● **Excerpted text**
◇ ◇ ◇ ◇

The pathogenesis of HIV disease, from a virological and immunological standpoint, has been studied intensively and defined progressively over the past 20 years6,8. The pathogenic mechanisms of HIV disease are extremely complex and multifactorial27 (Fig. 1). Even before HIV was identified, it was recognized that an apparent paradox existed whereby the immune system was aberrantly activated at the same time that the individual was experiencing immune deficiency5. This was later shown to be due to a combination of the aberrant secretion of various cytokines, many of which could upregulate virus expression, and the intensive cell signaling induced by the viral envelope28. Depletion of CD4+ T cells was recognized as a hallmark of disease early on11,12, even before the classic demonstration in 1984 that the CD4 molecule was the primary receptor for the virus on a subset of T cells and monocytes29,30. In addition, much evidence suggested that other factors were necessary for HIV fusion and entry, but these putative 'coreceptors' remained elusive for several years31.
In the mid-1990s, a number of diverse areas of investigation elucidated the roles of the chemokine receptors CXCR4 and CCR5 in the efficient binding and entry of two different strains of HIV-1 called X4 and R5, respectively6,31. Indeed, RANTES, MIP-1α and MIP-1β, the ligands for CCR5, were shown to potently inhibit the binding of virus to its target cell. This recognition that HIV could use different coreceptors also helped to explain the occurrence of syncytial (CXCR4-using) and nonsyncytial (CCR5-using) variants of HIV6. The importance of the CCR5 coreceptor in the pathogenesis of HIV infection was proven by the finding that cells from individuals homozygous for a deletion of 32 base pairs in the CCR5 gene could not be infected in vitro with R5 viruses and that such individuals, who comprise about 1% of white populations, are extremely resistant to HIV infection even when repetitively exposed to virus32.
Studies of lymphoid tissue in individuals infected with HIV revealed the disseminated nature of HIV infection and the fact that lymphoid tissue is indeed the chief target and reservoir of HIV infection33,34. In addition, it became clear that HIV continually replicates at varying degrees in lymphoid tissue despite the fact that the individual might appear to be clinically well. Although the clinical course varied widely among individuals, the inexorably progressive nature of disease in most individuals became clear.
An important advance in HIV research has been the development of highly sensitive techniques for the precise quantification of small amounts of nucleic acids35. The measurement of serum or plasma levels of HIV RNA is now an essential component of the monitoring of individuals with HIV infection and, together with CD4+ T cell counts, guides therapeutic decisions36. Assays such as RT-PCR and the bDNA technique for directly detecting HIV RNA have helped to clarify the direct relationship between amounts of virus and rates of disease progression, rates of viral turnover, the relationship between immune system activation and viral replication, and responsiveness to therapy6.

◇ ◇ ◇ ◇

● **Exercise goal**
Print the passage on HIV pathogenesis word for word, between "Studies of lymphoid" and "individuals became clear.", inclusive.

● **Dataset extract**

◇ ◇ ◇ ◇

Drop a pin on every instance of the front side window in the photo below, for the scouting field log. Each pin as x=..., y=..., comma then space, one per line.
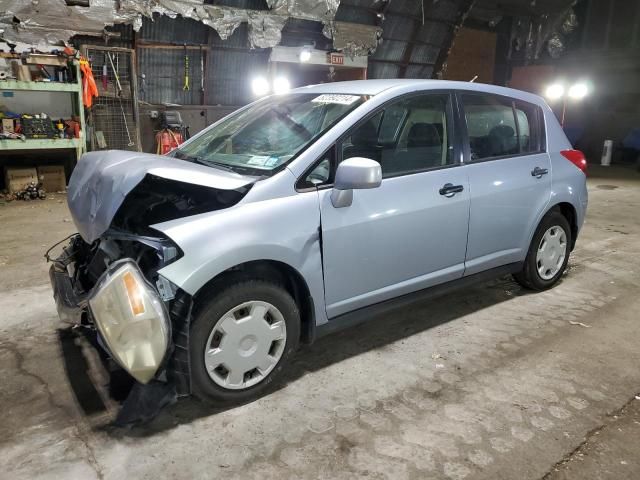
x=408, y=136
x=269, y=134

◇ ◇ ◇ ◇

● **Solution**
Studies of lymphoid tissue in individuals infected with HIV revealed the disseminated nature of HIV infection and the fact that lymphoid tissue is indeed the chief target and reservoir of HIV infection33,34. In addition, it became clear that HIV continually replicates at varying degrees in lymphoid tissue despite the fact that the individual might appear to be clinically well. Although the clinical course varied widely among individuals, the inexorably progressive nature of disease in most individuals became clear.